> **Selected extract**
START
Chronicles of Early Ascents of Half Dome
Appendix:
Frederick Augustus Clark (1840-1920)
An Early Topographer and Surveyor

On December 18, 1880, Sarah L. Dutcher, a 35 years old native of Australia married Frederick A. Clark, a 40 years old full time employee of the San Francisco branch of the U.S. Geological Survey. It appears that this was the first marriage for both.

Evening Bulletin, San Francisco, December 20, 1880, p. 3, col. 4

Marriages. In this city, December 18, 1880, by Rev. Dr. Scott, Frederick A. Clark, U.S. Geological Survey, to Sarah L. Dutcher.

Marriages

CLARK—DUTCHER—In this city, December 18 [1880], by Rev. Dr. Scott, Frederick A. Clark, U.S. Geological Survey, to Sarah L. Dutcher.

Another newspaper note a few days later shows them in the Hotel Del Monte, in Monterey Bay, probably on their honeymoon.

Among things that could have brought Sarah and Frederick together, it is easy to identify two: They both knew and esteemed a noted California photographer, Carleton E. Watkins, and they both shared love for mountains. Sarah was an adventerous outdoorswoman, and one the first lady who made the Half Dome ascent, and Frederick, in his capacity of a topographer, had made trips and climbs all over California and the South West.
END
> **Extracted data**
START
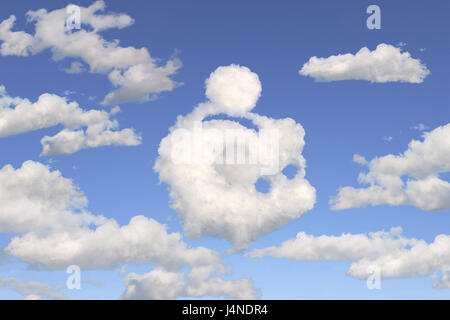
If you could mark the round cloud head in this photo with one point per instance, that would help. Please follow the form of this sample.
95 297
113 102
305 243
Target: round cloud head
233 89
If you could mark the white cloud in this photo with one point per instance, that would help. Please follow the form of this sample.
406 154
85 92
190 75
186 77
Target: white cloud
19 115
75 67
32 290
344 247
384 64
201 282
219 199
420 127
52 229
421 260
233 89
136 75
142 240
35 199
393 254
14 43
421 164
END
> **Requirement 1**
Translate this sentence from the appendix on Frederick Augustus Clark into Spanish: "It appears that this was the first marriage for both."
> **Requirement 2**
Recast the lines of the rows, from the line holding "If you could mark the white" through the end of the rows, inclusive, as a numbered list, omitting any blank lines.

> **Full answer 1**
Parece que este fue el primer matrimonio para ambos.

> **Full answer 2**
1. If you could mark the white cloud in this photo with one point per instance, that would help. Please follow the form of this sample.
2. 406 154
3. 85 92
4. 190 75
5. 186 77
6. Target: white cloud
7. 19 115
8. 75 67
9. 32 290
10. 344 247
11. 384 64
12. 201 282
13. 219 199
14. 420 127
15. 52 229
16. 421 260
17. 233 89
18. 136 75
19. 142 240
20. 35 199
21. 393 254
22. 14 43
23. 421 164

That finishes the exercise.